* start *
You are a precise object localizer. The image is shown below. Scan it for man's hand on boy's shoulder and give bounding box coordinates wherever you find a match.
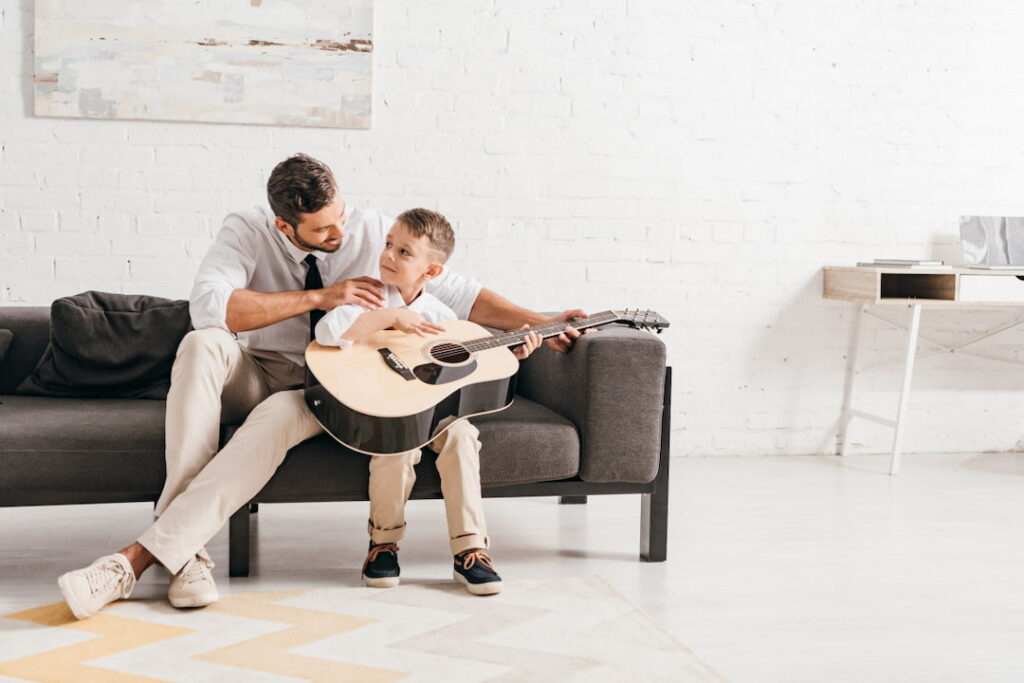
[546,308,593,353]
[319,275,387,310]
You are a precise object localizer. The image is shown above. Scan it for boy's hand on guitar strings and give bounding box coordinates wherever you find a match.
[512,325,544,360]
[546,308,593,353]
[391,308,444,337]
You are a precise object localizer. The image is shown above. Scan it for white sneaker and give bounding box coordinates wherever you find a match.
[57,553,135,618]
[167,550,220,608]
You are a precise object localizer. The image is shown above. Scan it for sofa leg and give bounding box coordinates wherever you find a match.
[640,490,669,562]
[640,368,672,562]
[227,505,249,577]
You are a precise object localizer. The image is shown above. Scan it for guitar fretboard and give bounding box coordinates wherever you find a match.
[462,310,618,351]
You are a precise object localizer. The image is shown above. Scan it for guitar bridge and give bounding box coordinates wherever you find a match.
[377,347,416,380]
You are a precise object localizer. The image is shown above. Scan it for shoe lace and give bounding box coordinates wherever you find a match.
[181,560,206,584]
[459,549,495,571]
[362,543,398,571]
[85,560,135,597]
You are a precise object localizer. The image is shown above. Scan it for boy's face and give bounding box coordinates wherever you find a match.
[380,221,444,288]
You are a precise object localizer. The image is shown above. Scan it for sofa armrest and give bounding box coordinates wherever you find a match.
[517,326,666,483]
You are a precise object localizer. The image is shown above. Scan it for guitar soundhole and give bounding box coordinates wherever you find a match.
[430,342,469,365]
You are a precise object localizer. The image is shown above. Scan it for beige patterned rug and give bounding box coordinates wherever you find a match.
[0,577,723,683]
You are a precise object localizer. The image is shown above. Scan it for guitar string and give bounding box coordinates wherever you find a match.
[423,313,617,360]
[433,311,656,359]
[419,309,658,360]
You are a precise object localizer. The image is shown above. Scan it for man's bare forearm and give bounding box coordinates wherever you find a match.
[469,289,549,330]
[224,290,322,332]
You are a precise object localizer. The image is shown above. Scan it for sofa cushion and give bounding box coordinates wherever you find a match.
[244,397,580,503]
[17,292,190,398]
[0,330,14,366]
[0,395,165,506]
[0,306,50,394]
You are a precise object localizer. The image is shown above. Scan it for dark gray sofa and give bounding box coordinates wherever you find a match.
[0,306,671,575]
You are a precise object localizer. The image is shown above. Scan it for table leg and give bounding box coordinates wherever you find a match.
[839,306,864,456]
[889,303,921,476]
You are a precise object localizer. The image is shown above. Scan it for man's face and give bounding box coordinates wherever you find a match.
[275,194,345,253]
[380,221,443,288]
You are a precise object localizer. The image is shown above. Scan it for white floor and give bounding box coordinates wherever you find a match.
[0,454,1024,683]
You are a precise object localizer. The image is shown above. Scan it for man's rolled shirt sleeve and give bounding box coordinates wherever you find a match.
[188,222,256,332]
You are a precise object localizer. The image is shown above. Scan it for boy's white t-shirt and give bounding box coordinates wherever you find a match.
[316,285,459,348]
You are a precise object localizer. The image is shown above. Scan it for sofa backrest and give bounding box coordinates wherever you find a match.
[0,306,50,394]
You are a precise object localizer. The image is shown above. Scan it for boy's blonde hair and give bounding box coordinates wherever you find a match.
[397,209,455,262]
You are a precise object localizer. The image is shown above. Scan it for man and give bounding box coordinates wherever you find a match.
[58,155,584,618]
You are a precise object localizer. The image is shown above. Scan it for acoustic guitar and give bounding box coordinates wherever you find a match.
[305,310,669,456]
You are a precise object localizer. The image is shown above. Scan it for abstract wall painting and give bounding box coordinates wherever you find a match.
[35,0,373,128]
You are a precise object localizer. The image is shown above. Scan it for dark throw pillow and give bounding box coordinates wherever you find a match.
[17,292,191,398]
[0,330,14,366]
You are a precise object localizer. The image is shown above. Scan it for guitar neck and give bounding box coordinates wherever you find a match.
[463,310,618,351]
* end *
» **What you need to do**: Please rescale the entries from the line with "it for table" up to and including the line with "[0,454,1024,683]". Reproduce every one of those lines, keep the wording lines unchanged, and multiply each bounding box coordinate by 0.7, rounding to whole numbers with halves going up. Return nothing beyond those lines.

» **Reply**:
You are a precise object localizer. The image is shown above. Scan it for table leg and give bounding box coordinates wherever you find a match.
[587,214,605,319]
[622,212,645,333]
You are a precise object localizer. The image is shown above. Scan it for man's face and give bounding box coordinates wherever you find a match.
[193,136,242,177]
[266,155,310,202]
You are a precise object localizer. The image is shown above. Scan it for white floor and give bounding box coordinates wherever you find a match.
[0,318,717,478]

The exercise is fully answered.